■ WHAT YOU NEED TO DO ■
Print the listing below word for word, from its first line through the line containing "[[351, 265], [322, 297]]", both ends included. Omit the pictures.

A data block
----------------

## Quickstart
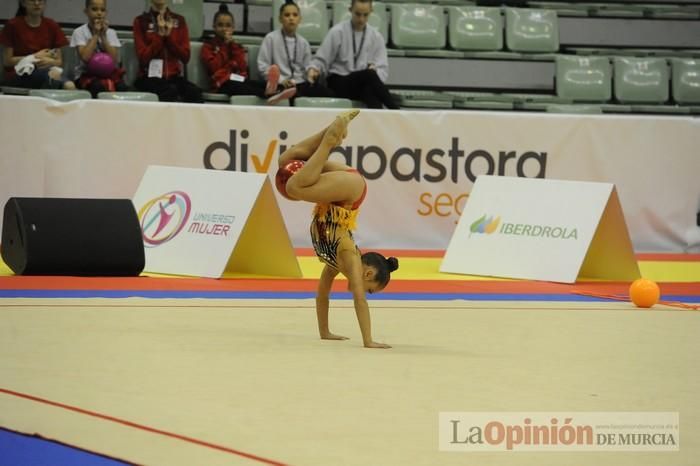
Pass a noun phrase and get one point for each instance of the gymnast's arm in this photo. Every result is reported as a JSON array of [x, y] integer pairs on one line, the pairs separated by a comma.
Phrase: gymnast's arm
[[351, 265], [322, 297]]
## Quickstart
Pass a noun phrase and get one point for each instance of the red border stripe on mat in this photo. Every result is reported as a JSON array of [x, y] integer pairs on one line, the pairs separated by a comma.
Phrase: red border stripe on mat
[[142, 427], [310, 285]]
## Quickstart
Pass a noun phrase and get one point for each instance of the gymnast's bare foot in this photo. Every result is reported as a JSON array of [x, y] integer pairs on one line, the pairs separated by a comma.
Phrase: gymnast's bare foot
[[338, 130]]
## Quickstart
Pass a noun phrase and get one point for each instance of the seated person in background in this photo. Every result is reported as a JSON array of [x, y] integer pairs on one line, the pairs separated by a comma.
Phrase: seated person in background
[[162, 44], [354, 57], [97, 47], [291, 52], [227, 65], [32, 53]]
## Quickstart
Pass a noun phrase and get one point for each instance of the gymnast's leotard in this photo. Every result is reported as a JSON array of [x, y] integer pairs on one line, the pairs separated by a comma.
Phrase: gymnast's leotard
[[331, 229]]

----------------

■ EXERCISE SOLUTION ■
## Quickstart
Pass a noun phrase and get one point for each instance of the gymnast's arm in this photo. Every result is reported as a JSON array of [x, y] integer pairs on one line, the pairs separated by a comma.
Phrase: gymnast's arm
[[351, 265], [322, 297]]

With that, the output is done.